• PAGE EXTRACT:
The individual narratives about the causality of weight gain and body size in the life stories of people with larger bodies are formed by these experiences of being in the world, as a part of society, in relationships and in meetings with health care workers and us as researchers (Warin & Gunson, 2013), all representing a variety of different understandings and narratives of body size and the causality of weight gain (Jebeile et al., 2022; Sholl & De Block, 2024).
Employing a narrative phenomenological–hermeneutical framework, our main aim in this qualitative study was to explore how people with larger bodies seeking treatment for ‘obesity’ understand and experience their weight development in a life-course perspective. How do they narrate about their weight history in the context of recent participation in a behavioral lifestyle intervention aimed at weight loss, and were there challenges in narrating about their weight development?

• DATA EXTRACT:
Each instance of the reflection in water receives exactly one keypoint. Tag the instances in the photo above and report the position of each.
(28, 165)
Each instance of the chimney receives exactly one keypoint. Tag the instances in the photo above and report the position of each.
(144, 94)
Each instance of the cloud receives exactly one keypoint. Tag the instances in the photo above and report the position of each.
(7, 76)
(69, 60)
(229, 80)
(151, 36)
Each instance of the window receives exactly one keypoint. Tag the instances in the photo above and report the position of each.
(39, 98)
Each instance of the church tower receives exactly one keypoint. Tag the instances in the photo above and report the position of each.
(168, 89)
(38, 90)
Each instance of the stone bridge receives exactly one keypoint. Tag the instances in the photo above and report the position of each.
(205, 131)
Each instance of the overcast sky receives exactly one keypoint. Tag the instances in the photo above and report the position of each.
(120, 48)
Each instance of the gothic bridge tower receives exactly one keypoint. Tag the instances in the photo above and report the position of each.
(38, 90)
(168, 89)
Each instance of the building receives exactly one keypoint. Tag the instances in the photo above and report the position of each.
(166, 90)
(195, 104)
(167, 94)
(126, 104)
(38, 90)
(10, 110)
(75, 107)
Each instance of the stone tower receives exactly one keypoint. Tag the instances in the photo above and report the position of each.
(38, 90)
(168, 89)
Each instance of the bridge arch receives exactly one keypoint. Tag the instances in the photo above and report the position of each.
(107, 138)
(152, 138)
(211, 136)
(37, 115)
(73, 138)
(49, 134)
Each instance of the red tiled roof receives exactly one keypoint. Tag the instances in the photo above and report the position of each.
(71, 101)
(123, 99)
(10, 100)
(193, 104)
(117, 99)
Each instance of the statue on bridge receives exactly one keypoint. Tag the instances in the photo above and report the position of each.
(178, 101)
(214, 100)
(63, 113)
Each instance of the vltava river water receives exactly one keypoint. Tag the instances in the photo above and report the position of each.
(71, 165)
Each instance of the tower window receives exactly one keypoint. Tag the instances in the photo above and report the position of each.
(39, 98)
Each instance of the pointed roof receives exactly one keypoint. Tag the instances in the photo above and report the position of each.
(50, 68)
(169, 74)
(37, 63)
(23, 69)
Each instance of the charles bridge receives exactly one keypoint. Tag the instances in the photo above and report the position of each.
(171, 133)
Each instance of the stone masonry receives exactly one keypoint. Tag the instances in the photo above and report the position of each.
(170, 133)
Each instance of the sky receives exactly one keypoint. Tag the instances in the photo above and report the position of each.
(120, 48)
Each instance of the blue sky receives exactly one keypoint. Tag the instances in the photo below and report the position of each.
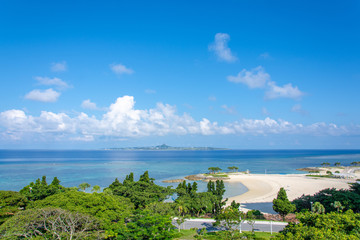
(237, 74)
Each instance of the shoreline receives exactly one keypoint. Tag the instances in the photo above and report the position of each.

• EXERCISES:
1. From the excerpt on weight and body size, reproduce the passage that begins at the words "The individual narratives" and stops after "De Block, 2024).".
2. In the excerpt on weight and body size, what framework did the researchers use for their qualitative study?
The material was drawn from a different source than the excerpt on weight and body size.

• SOLUTIONS:
1.
The individual narratives about the causality of weight gain and body size in the life stories of people with larger bodies are formed by these experiences of being in the world, as a part of society, in relationships and in meetings with health care workers and us as researchers (Warin & Gunson, 2013), all representing a variety of different understandings and narratives of body size and the causality of weight gain (Jebeile et al., 2022; Sholl & De Block, 2024).

2. A narrative phenomenological–hermeneutical framework.